課題の内容:
• A. 抜粋文の内容と次の記述(i)〜(iii)が合っているか、それぞれ「はい」か「いいえ」で答え、判断の根拠となる本文の語句を引用しなさい。(i) StyleGANはテキスト入力を受け付けている。(ii) GANの生成器で使われる潜在空間内の数値は、潜在変数と呼ばれる。(iii) 「赤いリンゴ」の例で示された[1, 20, 50]は、CLIPによる本当の数値表現である。
• B. 抜粋文によると、GANの生成器が学習する、学習した画像全てに共通する概念的なものは何と呼ばれているか。

抜粋文:
どうも!sodaエンジニアの國田です。
Stable Diffusionがオープンソース化されたことで、テキストを入力するだけで画像を生成する手法は生成AIの一般的な手法となりつつあります。
当ブログでも様々な生成モデルを取り上げていますが、その全てがテキストのみで生成するモデルというわけではありませんでした。
例えばStyleGANなどは初めに適当なパラメータを入力して画像を生成させる手法をとっており、「金髪の眼鏡をかけた女性の画像が欲しいなぁ」とか「筋肉質な精悍な男性の写真が欲しいなぁ」と思っても、テキスト入力を受け付けているわけではないため、逐一数値で探索させたりと結構な手間がかかります。
こういった問題に対するアプローチとして、手持ちの画像をテキストによって編集したり、テキストを使って新しいGANのモデルを作る手法などを紹介してきましたが、いずれも「既存のモデルによる画像生成→テキストで作り替え・アレンジ」というような段階を踏む手法でした。
やはり直接「金髪の眼鏡をかけた女性」と入力して、その画像を生成してもらうという方法が楽な気がします。
既存のモデルをうまく使って、テキストで任意の画像を取り出す方法って無いのでしょうか?
実はあるのです、そんな夢のような方法が。
clip2latent
というわけで、今回はStyleGANへテキストを渡し、そのテキストにマッチした画像を生成させる方法について解説します。
まずは、GANの生成器のにおける画像の生成方法を振り返ってみましょう。
GANの生成器は元々、学習した画像全てに共通する概念的なものを学習しているのでした。そして、その概念のことを「潜在空間」と呼んでいます。(例えば、顔画像を生成するGANの生成器では「目が2つあって、鼻が中央にあって、口があって・・」といった概念を獲得しています。)
GANの生成器では、その潜在空間内の数値を取り出して、画像を生成します。(ここで使っている潜在空間内の数値を潜在変数と言います。)以下の図をご覧ください。
ここで使用する数値が変われば、生成される画像も違うものへと変わります。
問題は、この数値が何を表しているかがブラックボックスである点です。例えば、上の画像の例では金髪の女の子の画像が生成されていますが、これを男の子に変えたり、黒髪に変えたりするにはどんな変数にすれば良いかが人の目には見えません。
これをサポートするために利用するのが、CLIPになります。
CLIPは、「テキストの表す内容と画像がどれだけ似ているか?」を算出する際に使われるモデルで、画像とテキストをお互いに比較可能な形へと変換することができます。
今回は少し突っ込んで、CLIPがどうやってテキストと画像を比較しているのかを、説明させていただきます。以下の図をご覧ください。
「赤いリンゴ」というテキストをCLIPで処理した際に、[1, 20, 50]という数値の羅列が得られたとします。(あくまで例です。本当の数値表現はもっと沢山の数字が並んでいて複雑です。)
では、そのテキストに似た画像、赤いリンゴそのものの画像をCLIPで処理するとどうなるでしょうか?[1.1, 21, 49]とか[0.9, 18, 51]といった値になる筈です。
この時、テキストから得られた値と、画像から得られた値を比較するとどうでしょうか?
1番目の数値:1に対し1.1とか0.9
2番目の数値:20に対し21とか18
3番目の数値:50に対し49とか51
同じ位置にある数値の値が似たような値になっていますよね?これが「画像とテキストが似ている」ということです。CLIPは同じ概念を示すものが互いに近い値になるよう、処理の段階であらかじめ調整してくれているのですね。

データ:

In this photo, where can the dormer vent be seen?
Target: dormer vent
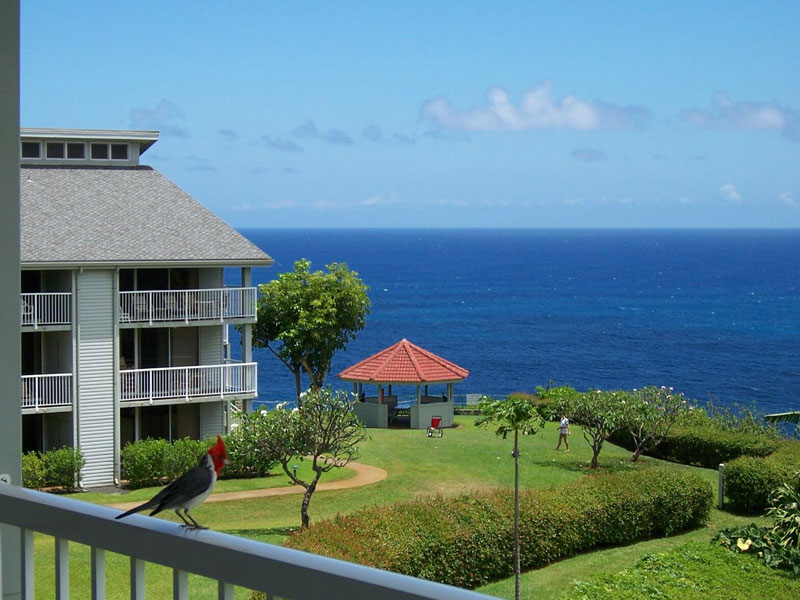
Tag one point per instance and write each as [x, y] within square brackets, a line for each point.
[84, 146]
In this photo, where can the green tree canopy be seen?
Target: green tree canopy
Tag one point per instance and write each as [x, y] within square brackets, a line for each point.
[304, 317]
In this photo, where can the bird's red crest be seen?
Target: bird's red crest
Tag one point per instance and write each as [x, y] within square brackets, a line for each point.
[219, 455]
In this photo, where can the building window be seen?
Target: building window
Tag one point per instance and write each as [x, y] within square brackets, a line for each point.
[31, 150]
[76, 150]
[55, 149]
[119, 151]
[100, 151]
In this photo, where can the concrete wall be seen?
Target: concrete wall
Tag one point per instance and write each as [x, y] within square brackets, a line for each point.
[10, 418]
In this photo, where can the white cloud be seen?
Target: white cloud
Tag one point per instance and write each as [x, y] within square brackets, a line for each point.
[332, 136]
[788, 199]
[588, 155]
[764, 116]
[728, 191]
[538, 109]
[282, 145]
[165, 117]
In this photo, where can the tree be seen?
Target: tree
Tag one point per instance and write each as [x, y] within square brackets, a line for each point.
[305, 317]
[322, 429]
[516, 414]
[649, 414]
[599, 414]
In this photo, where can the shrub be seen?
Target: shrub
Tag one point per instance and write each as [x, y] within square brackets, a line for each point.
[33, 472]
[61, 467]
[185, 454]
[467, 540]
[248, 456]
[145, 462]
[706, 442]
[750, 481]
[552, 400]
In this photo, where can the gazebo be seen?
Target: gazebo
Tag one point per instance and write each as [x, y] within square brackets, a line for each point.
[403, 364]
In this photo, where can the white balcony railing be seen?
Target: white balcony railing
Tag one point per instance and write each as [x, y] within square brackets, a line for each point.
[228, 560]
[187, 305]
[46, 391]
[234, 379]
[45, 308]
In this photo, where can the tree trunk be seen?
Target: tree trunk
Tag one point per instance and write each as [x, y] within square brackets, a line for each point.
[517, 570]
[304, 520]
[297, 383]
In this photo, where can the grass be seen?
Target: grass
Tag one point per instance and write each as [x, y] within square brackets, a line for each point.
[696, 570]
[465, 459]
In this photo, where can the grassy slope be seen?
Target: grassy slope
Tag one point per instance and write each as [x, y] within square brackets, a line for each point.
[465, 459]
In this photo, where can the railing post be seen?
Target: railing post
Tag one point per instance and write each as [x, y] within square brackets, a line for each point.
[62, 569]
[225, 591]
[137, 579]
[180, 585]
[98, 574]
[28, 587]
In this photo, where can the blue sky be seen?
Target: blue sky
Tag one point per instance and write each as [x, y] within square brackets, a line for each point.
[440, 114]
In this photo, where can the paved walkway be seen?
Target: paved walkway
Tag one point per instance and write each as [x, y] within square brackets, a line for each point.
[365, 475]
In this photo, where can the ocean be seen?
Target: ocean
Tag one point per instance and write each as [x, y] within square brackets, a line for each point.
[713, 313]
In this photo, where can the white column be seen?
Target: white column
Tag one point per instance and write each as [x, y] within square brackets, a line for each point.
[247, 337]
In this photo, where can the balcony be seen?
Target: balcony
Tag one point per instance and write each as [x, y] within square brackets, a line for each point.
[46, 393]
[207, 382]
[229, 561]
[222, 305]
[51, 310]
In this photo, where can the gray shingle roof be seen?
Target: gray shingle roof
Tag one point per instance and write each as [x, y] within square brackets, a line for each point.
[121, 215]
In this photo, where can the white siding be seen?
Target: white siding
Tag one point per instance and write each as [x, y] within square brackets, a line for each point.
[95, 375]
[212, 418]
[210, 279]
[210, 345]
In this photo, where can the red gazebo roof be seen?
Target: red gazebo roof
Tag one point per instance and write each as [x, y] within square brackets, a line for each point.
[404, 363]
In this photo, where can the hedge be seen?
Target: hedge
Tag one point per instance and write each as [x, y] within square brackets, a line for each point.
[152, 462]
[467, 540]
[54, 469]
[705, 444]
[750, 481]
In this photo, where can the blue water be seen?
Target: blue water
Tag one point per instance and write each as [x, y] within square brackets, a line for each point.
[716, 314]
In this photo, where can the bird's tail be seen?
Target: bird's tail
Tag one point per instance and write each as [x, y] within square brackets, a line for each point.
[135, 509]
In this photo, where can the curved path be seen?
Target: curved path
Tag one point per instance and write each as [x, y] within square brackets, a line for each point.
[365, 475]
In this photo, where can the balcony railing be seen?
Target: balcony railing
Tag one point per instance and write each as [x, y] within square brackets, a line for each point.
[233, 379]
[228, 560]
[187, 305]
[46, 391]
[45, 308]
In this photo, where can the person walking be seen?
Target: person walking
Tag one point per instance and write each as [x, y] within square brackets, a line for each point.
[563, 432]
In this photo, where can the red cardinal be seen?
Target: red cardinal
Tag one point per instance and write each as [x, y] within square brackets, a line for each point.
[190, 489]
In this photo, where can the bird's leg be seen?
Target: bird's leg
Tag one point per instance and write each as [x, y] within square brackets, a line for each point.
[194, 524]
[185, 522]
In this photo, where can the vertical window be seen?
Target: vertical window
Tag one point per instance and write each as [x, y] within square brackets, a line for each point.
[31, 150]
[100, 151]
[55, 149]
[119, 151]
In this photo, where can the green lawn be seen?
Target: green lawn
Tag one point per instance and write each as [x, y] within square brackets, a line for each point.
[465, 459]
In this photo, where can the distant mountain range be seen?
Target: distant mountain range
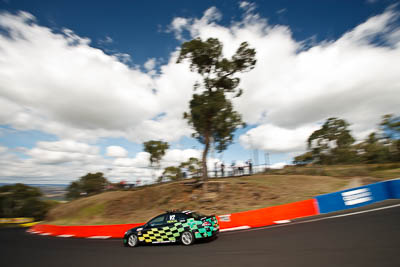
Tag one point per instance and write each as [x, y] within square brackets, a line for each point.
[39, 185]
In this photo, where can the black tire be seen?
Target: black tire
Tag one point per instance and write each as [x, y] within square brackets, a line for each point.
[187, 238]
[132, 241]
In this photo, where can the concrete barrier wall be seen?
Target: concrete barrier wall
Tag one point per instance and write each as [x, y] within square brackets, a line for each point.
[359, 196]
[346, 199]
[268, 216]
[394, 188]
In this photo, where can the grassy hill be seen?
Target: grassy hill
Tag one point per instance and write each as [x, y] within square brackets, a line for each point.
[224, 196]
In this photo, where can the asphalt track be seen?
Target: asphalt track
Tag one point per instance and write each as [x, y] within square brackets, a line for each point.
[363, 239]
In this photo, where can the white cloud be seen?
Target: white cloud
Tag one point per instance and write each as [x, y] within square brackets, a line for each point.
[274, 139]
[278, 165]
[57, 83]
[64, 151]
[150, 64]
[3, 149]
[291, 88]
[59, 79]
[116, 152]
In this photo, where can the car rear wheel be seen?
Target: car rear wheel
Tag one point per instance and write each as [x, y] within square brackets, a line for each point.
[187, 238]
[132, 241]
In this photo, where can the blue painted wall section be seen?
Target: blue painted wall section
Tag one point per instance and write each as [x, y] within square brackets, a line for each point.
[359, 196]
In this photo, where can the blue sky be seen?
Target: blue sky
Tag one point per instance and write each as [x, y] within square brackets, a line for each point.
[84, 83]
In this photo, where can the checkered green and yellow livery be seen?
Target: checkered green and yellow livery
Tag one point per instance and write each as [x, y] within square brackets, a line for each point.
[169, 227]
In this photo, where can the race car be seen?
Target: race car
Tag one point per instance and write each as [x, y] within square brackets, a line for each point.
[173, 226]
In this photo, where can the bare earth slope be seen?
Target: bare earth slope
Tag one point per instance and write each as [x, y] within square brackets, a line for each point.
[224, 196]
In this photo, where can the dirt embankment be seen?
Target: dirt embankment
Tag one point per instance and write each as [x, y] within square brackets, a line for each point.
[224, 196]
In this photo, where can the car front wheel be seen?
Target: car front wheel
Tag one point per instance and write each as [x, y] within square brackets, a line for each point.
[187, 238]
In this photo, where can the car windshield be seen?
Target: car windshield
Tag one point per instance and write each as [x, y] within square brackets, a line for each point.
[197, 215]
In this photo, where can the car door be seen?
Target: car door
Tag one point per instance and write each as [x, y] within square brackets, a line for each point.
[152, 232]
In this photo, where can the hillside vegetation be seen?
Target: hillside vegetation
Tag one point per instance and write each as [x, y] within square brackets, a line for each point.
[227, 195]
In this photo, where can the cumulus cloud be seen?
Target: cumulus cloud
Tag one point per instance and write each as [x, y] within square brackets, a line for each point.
* * *
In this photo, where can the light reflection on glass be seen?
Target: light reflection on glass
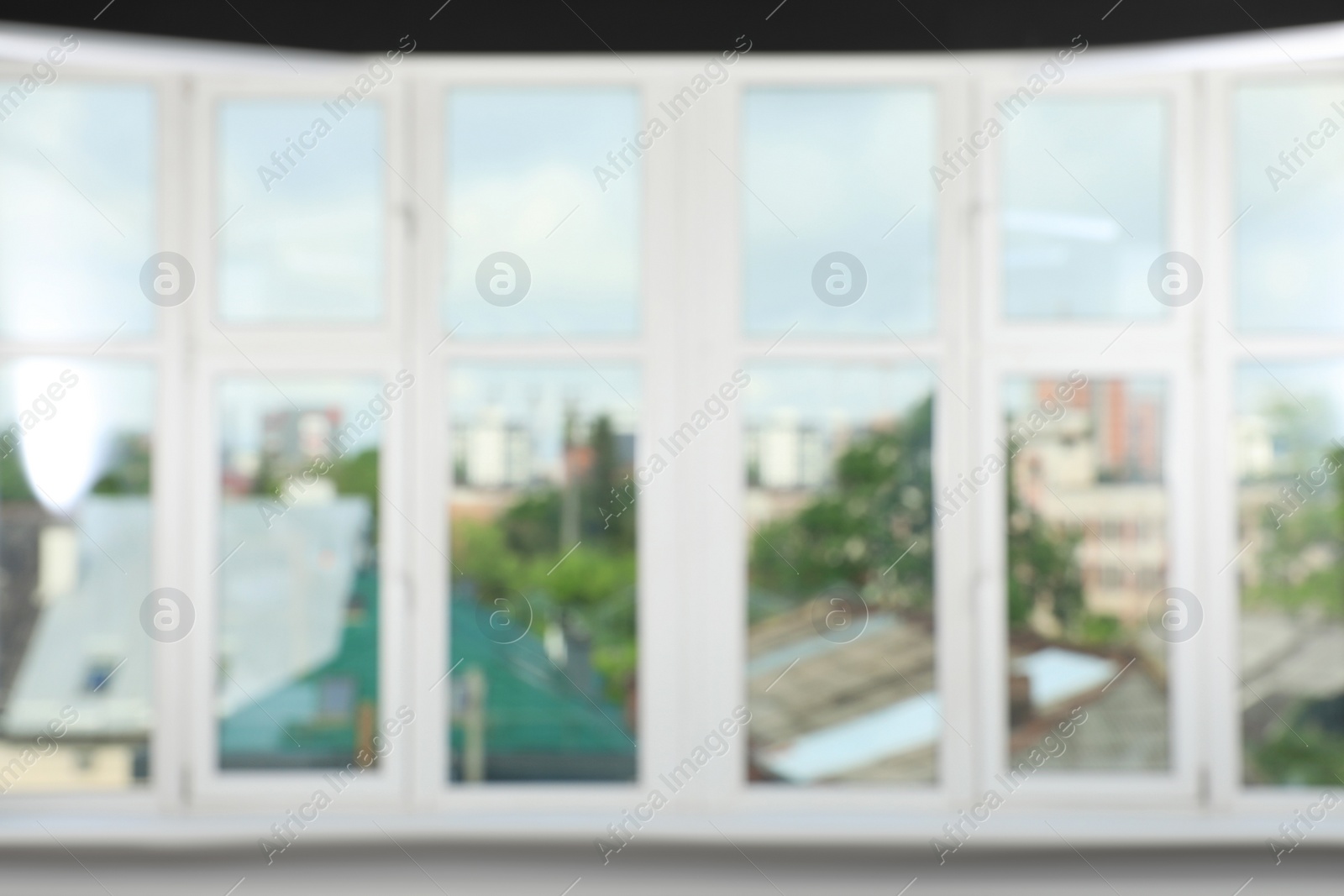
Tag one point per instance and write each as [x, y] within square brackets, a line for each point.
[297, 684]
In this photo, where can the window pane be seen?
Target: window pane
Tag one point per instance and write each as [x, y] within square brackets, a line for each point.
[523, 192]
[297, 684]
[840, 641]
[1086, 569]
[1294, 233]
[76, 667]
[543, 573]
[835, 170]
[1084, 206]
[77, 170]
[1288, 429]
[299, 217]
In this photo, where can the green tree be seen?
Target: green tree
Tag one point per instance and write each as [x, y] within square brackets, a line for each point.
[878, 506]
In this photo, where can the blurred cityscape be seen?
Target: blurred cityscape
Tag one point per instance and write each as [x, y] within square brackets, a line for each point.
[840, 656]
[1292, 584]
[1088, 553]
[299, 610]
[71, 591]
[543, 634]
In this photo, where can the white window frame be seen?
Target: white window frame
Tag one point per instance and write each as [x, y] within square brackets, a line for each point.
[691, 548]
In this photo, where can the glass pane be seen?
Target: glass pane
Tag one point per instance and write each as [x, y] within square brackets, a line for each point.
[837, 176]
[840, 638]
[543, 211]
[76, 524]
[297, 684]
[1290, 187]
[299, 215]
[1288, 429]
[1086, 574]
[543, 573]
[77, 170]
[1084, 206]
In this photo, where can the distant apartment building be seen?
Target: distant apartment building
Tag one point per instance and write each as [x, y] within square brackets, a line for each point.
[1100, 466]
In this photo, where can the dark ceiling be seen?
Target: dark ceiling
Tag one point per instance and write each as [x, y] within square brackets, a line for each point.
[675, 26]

課題の解答:
• A.
(i) いいえ:「テキスト入力を受け付けているわけではないため」
(ii) はい:「ここで使っている潜在空間内の数値を潜在変数と言います。」
(iii) いいえ:「あくまで例です。本当の数値表現はもっと沢山の数字が並んでいて複雑です。」

• B. 「潜在空間」と呼ばれている。